» **Problem details**: Print the listing exactly.

» **Exercise inputs**:
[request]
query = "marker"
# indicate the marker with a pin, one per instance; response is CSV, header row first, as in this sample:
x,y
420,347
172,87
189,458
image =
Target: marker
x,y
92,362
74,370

» **Solution**:
[request]
query = "marker"
# indicate the marker with a pin, one per instance; response is CSV, header row first, as in this sample:
x,y
420,347
172,87
189,458
image =
Target: marker
x,y
92,362
74,370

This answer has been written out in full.